§ ACTIVITY:
When you reach the records below, repeat each one exactly as written.

§ SOURCE INFORMATION:
_____

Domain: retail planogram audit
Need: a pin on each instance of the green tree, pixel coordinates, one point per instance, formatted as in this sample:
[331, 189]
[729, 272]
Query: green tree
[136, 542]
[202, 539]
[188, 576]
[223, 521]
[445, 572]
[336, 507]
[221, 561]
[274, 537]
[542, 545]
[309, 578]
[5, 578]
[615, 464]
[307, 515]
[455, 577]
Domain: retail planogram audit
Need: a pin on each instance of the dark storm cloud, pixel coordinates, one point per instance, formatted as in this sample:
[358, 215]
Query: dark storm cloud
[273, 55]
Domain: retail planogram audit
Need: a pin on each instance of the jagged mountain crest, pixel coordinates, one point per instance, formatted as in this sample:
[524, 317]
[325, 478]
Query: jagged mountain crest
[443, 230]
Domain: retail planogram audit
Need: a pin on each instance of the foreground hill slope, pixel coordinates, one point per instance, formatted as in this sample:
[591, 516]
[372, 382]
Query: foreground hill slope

_____

§ EXERCISE RESPONSE:
Domain: retail planogram audit
Need: a pin on each instance of the green tree, pixel coordinates, one point per instance, formatted as in this sample:
[331, 189]
[729, 272]
Query: green tree
[136, 542]
[202, 539]
[188, 576]
[223, 521]
[445, 572]
[336, 507]
[221, 561]
[274, 537]
[542, 545]
[309, 578]
[5, 578]
[615, 464]
[307, 515]
[455, 577]
Domain: retail planogram audit
Need: a pin on each instance of the dark storm cloud, pixel coordinates, one point per instance, formatted as in this sample:
[358, 215]
Query: dark storm cloud
[273, 55]
Domain: retail planogram audit
Need: a pin on each instance of the jagged mountain crest, pixel coordinates, one point per instance, formatted as in this sample:
[524, 317]
[325, 478]
Query: jagged mountain crest
[443, 230]
Domain: retail planogram audit
Need: a pin on each instance of the foreground hill slope, pixel coordinates, one point per instance, formatted as in this sample:
[591, 516]
[372, 382]
Query: foreground hill slope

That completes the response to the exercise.